EXERCISE ▸ For every line of the material below, check for the string "eagle" and return the line if it is there.
** Opening RECORDS FOR THIS TASK block **
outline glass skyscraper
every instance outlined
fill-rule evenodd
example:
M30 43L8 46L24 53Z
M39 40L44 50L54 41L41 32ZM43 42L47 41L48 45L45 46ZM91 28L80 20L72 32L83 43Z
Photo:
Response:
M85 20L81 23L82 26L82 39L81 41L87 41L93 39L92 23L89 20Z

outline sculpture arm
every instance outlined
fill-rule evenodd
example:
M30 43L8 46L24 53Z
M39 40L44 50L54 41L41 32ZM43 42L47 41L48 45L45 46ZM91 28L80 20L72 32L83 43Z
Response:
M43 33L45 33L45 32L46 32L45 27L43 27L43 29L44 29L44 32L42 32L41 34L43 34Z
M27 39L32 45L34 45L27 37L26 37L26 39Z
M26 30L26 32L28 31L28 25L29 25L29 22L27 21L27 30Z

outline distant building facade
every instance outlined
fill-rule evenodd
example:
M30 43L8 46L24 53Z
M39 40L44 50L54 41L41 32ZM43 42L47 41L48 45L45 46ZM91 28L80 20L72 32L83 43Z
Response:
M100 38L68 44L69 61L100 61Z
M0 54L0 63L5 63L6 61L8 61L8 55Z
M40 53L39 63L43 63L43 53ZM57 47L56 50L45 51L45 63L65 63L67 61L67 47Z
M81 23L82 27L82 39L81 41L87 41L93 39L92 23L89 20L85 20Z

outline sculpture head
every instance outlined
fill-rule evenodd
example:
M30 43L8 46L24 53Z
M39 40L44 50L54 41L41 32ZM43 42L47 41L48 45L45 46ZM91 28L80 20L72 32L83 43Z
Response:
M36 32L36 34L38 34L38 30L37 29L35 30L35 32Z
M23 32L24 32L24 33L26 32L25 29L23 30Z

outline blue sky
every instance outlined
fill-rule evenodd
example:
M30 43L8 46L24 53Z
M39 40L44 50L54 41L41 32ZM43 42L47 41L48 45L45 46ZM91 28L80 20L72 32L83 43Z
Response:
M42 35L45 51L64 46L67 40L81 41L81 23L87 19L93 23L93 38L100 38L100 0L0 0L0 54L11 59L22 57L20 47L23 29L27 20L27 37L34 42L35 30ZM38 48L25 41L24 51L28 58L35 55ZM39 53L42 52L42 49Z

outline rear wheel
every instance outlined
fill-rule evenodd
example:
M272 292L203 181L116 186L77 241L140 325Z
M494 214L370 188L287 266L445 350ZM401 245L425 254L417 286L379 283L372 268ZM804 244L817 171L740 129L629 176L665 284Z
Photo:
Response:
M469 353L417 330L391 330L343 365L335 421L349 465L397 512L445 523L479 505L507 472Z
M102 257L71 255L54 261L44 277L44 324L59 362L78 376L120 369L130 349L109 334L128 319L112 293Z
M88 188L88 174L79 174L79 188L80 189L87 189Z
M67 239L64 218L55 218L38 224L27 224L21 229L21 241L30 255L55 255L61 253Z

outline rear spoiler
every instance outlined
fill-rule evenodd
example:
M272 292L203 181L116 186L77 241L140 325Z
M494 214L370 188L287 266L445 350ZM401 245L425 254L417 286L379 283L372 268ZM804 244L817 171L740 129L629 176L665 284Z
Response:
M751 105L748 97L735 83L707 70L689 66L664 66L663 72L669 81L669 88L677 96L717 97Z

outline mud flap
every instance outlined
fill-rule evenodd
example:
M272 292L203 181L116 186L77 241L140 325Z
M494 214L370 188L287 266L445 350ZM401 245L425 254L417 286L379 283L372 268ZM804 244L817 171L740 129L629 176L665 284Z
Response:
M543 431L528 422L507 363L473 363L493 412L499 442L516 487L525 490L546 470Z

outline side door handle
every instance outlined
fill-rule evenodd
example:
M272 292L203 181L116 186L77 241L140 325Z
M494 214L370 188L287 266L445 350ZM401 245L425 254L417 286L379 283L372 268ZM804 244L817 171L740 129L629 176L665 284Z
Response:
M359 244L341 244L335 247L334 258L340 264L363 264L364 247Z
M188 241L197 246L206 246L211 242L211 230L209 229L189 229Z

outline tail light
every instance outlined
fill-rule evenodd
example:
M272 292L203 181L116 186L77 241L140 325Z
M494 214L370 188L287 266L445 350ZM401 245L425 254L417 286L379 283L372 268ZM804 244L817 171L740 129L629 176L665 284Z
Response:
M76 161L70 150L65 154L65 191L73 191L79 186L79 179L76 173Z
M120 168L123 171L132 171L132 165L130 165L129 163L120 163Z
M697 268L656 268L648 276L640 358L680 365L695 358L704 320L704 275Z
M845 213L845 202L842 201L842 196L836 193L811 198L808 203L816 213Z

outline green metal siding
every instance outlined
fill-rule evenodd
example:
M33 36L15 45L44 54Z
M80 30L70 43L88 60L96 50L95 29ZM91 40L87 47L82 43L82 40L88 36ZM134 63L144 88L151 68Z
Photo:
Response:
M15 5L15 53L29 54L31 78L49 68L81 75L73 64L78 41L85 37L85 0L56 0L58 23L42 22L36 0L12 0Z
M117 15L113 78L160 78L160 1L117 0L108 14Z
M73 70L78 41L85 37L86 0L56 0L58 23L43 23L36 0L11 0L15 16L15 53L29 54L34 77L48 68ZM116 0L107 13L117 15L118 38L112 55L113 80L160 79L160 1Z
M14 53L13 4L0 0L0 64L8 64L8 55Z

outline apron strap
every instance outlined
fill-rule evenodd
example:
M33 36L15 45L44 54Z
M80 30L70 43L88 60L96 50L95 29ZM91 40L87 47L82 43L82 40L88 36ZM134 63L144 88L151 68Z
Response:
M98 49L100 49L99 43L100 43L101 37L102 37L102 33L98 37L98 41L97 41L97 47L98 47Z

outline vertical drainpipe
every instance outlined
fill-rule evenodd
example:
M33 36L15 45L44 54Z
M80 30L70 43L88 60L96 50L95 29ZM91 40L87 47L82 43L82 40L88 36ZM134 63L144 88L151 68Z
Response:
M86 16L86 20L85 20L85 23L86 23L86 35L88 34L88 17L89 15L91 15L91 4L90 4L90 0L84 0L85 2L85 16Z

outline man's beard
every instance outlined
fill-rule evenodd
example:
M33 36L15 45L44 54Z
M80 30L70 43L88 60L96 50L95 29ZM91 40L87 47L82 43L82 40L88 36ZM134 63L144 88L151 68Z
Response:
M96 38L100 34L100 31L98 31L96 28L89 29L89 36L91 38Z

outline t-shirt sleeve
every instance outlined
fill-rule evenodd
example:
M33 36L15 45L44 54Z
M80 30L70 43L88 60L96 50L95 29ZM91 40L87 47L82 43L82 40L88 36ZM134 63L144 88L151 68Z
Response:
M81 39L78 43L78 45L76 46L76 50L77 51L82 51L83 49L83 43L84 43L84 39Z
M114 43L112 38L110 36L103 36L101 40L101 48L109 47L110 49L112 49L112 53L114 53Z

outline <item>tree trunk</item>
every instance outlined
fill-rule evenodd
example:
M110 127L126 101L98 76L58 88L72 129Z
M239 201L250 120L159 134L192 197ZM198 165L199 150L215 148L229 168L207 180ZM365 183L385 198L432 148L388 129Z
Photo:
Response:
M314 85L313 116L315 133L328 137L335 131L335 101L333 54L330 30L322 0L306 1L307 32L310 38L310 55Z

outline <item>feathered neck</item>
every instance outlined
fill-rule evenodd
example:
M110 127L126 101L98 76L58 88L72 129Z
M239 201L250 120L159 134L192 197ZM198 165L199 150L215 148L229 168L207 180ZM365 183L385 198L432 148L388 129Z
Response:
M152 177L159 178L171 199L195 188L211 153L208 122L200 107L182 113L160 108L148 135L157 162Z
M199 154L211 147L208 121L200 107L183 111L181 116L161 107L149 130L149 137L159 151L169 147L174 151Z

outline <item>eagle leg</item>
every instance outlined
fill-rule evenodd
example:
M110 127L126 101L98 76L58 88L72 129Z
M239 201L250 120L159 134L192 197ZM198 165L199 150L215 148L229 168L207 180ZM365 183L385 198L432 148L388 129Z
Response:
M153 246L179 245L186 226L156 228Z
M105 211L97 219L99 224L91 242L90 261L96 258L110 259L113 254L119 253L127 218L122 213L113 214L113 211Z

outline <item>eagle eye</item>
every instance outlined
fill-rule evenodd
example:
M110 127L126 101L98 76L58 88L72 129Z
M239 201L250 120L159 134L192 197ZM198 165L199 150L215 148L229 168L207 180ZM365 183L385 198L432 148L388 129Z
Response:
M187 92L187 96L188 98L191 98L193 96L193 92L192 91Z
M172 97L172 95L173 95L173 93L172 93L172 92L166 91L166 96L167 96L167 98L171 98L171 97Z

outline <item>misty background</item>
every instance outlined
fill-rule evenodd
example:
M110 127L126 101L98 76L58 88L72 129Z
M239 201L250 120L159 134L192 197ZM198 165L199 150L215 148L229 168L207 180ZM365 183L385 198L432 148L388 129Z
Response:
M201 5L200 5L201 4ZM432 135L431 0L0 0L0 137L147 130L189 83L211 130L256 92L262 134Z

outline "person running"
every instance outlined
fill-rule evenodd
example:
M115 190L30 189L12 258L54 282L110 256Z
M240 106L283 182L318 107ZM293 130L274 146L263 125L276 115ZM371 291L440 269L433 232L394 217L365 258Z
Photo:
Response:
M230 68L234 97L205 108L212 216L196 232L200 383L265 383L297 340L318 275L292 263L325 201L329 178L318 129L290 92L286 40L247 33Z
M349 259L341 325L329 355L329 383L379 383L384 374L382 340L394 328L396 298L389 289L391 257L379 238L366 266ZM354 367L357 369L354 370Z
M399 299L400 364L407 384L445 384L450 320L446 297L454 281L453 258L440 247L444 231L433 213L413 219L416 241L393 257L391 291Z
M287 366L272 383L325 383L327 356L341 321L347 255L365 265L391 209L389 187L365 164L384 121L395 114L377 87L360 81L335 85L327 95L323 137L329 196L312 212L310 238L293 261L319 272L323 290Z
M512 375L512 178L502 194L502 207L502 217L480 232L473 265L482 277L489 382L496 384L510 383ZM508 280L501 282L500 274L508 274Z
** Closing RECORDS FOR THIS TASK block **
TASK ANSWER ▸
outline <item>eagle leg</item>
outline <item>eagle eye</item>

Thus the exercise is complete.